Request — Print the listing below word for word, with no changes.

Supplied records —
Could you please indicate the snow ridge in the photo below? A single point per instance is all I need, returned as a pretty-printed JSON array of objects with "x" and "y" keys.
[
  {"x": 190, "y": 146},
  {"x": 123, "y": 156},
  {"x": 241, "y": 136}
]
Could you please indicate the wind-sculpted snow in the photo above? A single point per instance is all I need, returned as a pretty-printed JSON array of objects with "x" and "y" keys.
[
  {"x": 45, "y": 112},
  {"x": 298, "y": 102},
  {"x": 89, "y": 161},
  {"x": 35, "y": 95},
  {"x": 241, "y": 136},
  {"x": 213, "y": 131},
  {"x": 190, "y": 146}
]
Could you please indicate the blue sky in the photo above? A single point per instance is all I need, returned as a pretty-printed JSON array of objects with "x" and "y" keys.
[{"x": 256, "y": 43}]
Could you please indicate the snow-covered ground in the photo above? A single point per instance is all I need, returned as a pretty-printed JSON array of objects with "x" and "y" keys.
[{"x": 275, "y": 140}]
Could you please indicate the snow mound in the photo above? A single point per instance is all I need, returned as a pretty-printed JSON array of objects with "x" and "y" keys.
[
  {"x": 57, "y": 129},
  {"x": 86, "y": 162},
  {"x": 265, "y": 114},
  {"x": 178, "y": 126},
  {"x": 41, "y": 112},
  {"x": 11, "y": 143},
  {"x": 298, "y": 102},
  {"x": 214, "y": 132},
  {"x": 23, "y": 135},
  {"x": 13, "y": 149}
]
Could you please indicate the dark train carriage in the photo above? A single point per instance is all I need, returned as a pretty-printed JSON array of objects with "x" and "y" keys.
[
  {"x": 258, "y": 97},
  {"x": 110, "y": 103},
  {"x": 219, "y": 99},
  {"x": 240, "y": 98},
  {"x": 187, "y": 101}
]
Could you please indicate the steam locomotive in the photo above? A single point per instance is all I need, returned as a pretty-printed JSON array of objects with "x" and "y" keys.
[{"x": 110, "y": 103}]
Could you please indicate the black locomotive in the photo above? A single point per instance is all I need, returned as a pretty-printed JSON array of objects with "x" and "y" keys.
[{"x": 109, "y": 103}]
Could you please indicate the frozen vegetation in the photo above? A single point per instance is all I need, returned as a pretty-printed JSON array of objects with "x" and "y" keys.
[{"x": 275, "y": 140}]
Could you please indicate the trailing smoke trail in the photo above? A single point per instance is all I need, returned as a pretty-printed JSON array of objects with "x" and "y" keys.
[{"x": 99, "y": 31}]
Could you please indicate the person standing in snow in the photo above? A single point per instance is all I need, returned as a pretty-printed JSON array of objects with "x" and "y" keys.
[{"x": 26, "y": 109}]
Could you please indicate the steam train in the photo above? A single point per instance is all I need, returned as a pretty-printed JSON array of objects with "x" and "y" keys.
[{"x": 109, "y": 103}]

Written reply —
Could you please indicate the snow ridge in the photo below? A single point per instance is all I need, returned as a pretty-printed JSON array of objects with "x" and "y" keys.
[
  {"x": 190, "y": 146},
  {"x": 123, "y": 156},
  {"x": 241, "y": 136}
]
Could you please indicate the wind-sculpted snow in the photo above? A single point per instance is all I need, returned as a pretty-printed JSON array of objects with "x" and "y" keys.
[
  {"x": 45, "y": 112},
  {"x": 298, "y": 102},
  {"x": 89, "y": 161},
  {"x": 35, "y": 95},
  {"x": 241, "y": 136},
  {"x": 213, "y": 131},
  {"x": 190, "y": 146}
]
Could you please indicate the blue sky in the photo above? A single point per instance is all I need, returned as a pretty-printed JSON array of objects with "x" and "y" keys.
[{"x": 256, "y": 43}]
Could you please indicate the snow-covered ground in the photo above? A single point per instance is all I need, returned as a pretty-printed JSON array of objects with "x" and "y" keys.
[{"x": 275, "y": 140}]
Could you please indicate the snow mound in the photo above? A single point per instance is all I need, returned as a pretty-printed JSON array of objects with "x" and "y" keys.
[
  {"x": 57, "y": 129},
  {"x": 86, "y": 162},
  {"x": 265, "y": 114},
  {"x": 178, "y": 126},
  {"x": 41, "y": 112},
  {"x": 11, "y": 143},
  {"x": 298, "y": 102},
  {"x": 214, "y": 132},
  {"x": 23, "y": 135},
  {"x": 13, "y": 149}
]
Could you please indicate the dark train carriage in the photo above? A single point per instance is all I need, returned as a pretty-printed JSON array of objects with "x" and "y" keys.
[
  {"x": 258, "y": 97},
  {"x": 110, "y": 103},
  {"x": 219, "y": 99},
  {"x": 240, "y": 98},
  {"x": 187, "y": 101}
]
Could you please indicate the steam locomotive in the photo above? A single point per instance is all I need, returned as a pretty-printed JSON array of objects with "x" and "y" keys.
[{"x": 110, "y": 103}]
Could you please indicate the black locomotive in the photo above? A single point per instance is all I need, returned as a pretty-printed JSON array of objects with "x" and "y" keys.
[{"x": 109, "y": 103}]
Could you please indicate the frozen vegetation in the photo above? A single point per instance is all I need, returned as a pretty-printed JSON array of objects with "x" and "y" keys.
[{"x": 275, "y": 140}]
Could you please indicate the trailing smoke trail in the photo above? A single point per instance is all I need, returned as a pretty-printed JSON array of objects with "x" and "y" keys.
[{"x": 99, "y": 31}]
Could you please indicate the person standing in snow in the photo above? A single point per instance is all I need, returned as a pretty-printed JSON array of objects with "x" and "y" keys.
[{"x": 26, "y": 109}]
Could you please indicate the steam train in the photo above? A single point per instance is all I need, returned as a pretty-printed JSON array of objects with "x" and "y" keys.
[{"x": 109, "y": 103}]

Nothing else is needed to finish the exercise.